> **À faire**
a) Indiquez si chacun des énoncés suivants concorde avec l'extrait sur la roue narrative, en répondant par oui ou par non et en citant mot pour mot le passage décisif : (i) la roue se lit de l'extérieur vers l'intérieur ; (ii) le contradictoire est souvent la valeur défendue par l'adversaire principal ; (iii) la solution du cheval de Troie est souvent portée par le personnage principal.
b) Reformulez sous forme de liste le paragraphe de l'extrait sur la roue narrative qui commence par « La raison d’être d’une histoire », en conservant ses faits essentiels.
c) D'après l'extrait sur la roue narrative, quelle couleur représente le contradictoire ?

Le défi de l’écriture consiste à lier l’intrigue avec la psychologie du personnage principal, autour du thème. Comment tenir à jour une carte de ces trois piliers pendant le processus d’écriture ou l’analyse d’un script ? La roue narrative est là pour vous aider à y voir plus clair dans un script.
English version is here.
Un thème + un personnage + une intrigue = une histoire.
- Une histoire est le parcours initiatique d’un personnage, c’est l’arc dramatique (la logique inconsciente du personnage).
- Les choix du personnage entraînent des conséquences, c’est l’intrigue (faite d’événements, de rebondissements et de conflits).
- Le personnage et l’intrigue n’ont qu’une seule fonction : développer le débat thématique du récit.
J’ai créé cette « Roue narrative », une mind map dont l’objectif est de synthétiser les causalités d’un scénario : c’est l’arc dramatique du personnage qui entraîne l’intrigue.
La roue se lit de l’intérieur vers l’extérieur (du thème découle l’arc du personnage principal, de ses choix découlent l’intrigue); et de la droite vers la gauche dans le sens des aiguilles d’une horloge.
1) Un thème pour tous les lier
La raison d’être d’une histoire, c’est son thème. Sur quel aspect de la condition humaine invite-t-on le spectateur à réfléchir de façon ludique ? Le thème est l’ingrédient chimique qui va être à la base du développement des personnages et de l’intrigue, comme le carbone l’est pour la vie sur terre.
On n’aime pas les histoires moralisatrices et sans conflits entre des personnages qui auraient tous la même opinion, n’est-ce pas ? C’est pour cela que le thème unique de l’histoire doit être décliné en quatre valeurs philosophiques complémentaires et opposées :
- Le contraire (contrary, en jaune, le début de l’histoire, la thèse de l’acte 1) est le contraire de thème (aussi appelé la norme positive, positive value). Le personnage principal commence l’histoire avec cette valeur profondément ancrée en lui.
- Le contradictoire (contradictory, en rouge, la première partie de l’acte 2) est la valeur qui détruit l’intérêt de la valeur positive du thème. Souvent, c’est la valeur défendue par l’adversaire principal.
- Le cheval de Troie ou l’ironie dramatique (trojan horse, en violet, dans la deuxième partie de l’acte 2) est une valeur ironique du thème, qui intervient souvent à la fin de l’acte 2. Non seulement le héros n’a pas encore compris pleinement l’intérêt d’aller vers la valeur positive du thème, mais il est tenté par une solution simple mais fatale, souvent portée par le personnage secondaire. C’est une sorte de pacte avec le diable, un acte désespéré.

(Liste des données)
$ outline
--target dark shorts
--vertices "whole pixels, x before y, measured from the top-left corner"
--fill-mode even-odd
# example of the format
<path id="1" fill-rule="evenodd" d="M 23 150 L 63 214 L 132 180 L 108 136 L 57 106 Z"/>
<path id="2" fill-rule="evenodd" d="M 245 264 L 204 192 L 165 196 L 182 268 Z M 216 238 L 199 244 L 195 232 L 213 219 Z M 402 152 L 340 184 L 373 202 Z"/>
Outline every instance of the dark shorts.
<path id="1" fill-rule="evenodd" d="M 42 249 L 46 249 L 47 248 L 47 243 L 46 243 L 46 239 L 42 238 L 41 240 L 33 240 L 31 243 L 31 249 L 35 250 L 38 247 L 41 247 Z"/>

> **Solutions proposées**
a)
(i) Non : « La roue se lit de l’intérieur vers l’extérieur »
(ii) Oui : « Souvent, c’est la valeur défendue par l’adversaire principal. »
(iii) Non : « il est tenté par une solution simple mais fatale, souvent portée par le personnage secondaire »

b)
- Le thème est la raison d'être d'une histoire.
- Il correspond à l'aspect de la condition humaine sur lequel le spectateur est invité à réfléchir de façon ludique.
- Il sert de base au développement des personnages et de l'intrigue, comme le carbone pour la vie sur terre.

c) Le rouge.